__Provided passage__:
⁂
2009-06-08 Thread David Ward

On 06/08/2009 04:36 PM, Devin Heitmueller wrote:

On Mon, Jun 8, 2009 at 4:20 PM, Steven Tothst...@kernellabs.com  wrote:
   

We're getting into the realm of 'do you need to amplify and/or debug your
cable network', and out of the realm of driver development.
 
Comcast is coming tomorrow to check out the signal quality.  They said 
that they expect to deliver SNR in the range of 33dB - 45dB to the 
premises.  I will let you know how that affects Linux captures.

Steven,

One thing that is interesting is that he is getting BER/UNC errors
even on ATSC, when he has a 30.2 dB signal.  While I agree that the
cable company could be sending a weak signal, 30 dB should be plenty
for ATSC.

Also, it's possible that the playback application/codec in question
poorly handles recovery from MPEG errors such as discontinuity, which
results in the experience appearing to be worse under Linux.
⁂
__Data lines__:
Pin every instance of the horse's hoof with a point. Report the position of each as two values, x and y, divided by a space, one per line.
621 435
⁂
__Your objective__:
Set down the mailing list excerpt on cable signal quality above in full, reproducing every line without alteration.

__Answer in full__:
2009-06-08 Thread David Ward

On 06/08/2009 04:36 PM, Devin Heitmueller wrote:

On Mon, Jun 8, 2009 at 4:20 PM, Steven Tothst...@kernellabs.com  wrote:
   

We're getting into the realm of 'do you need to amplify and/or debug your
cable network', and out of the realm of driver development.
 
Comcast is coming tomorrow to check out the signal quality.  They said 
that they expect to deliver SNR in the range of 33dB - 45dB to the 
premises.  I will let you know how that affects Linux captures.

Steven,

One thing that is interesting is that he is getting BER/UNC errors
even on ATSC, when he has a 30.2 dB signal.  While I agree that the
cable company could be sending a weak signal, 30 dB should be plenty
for ATSC.

Also, it's possible that the playback application/codec in question
poorly handles recovery from MPEG errors such as discontinuity, which
results in the experience appearing to be worse under Linux.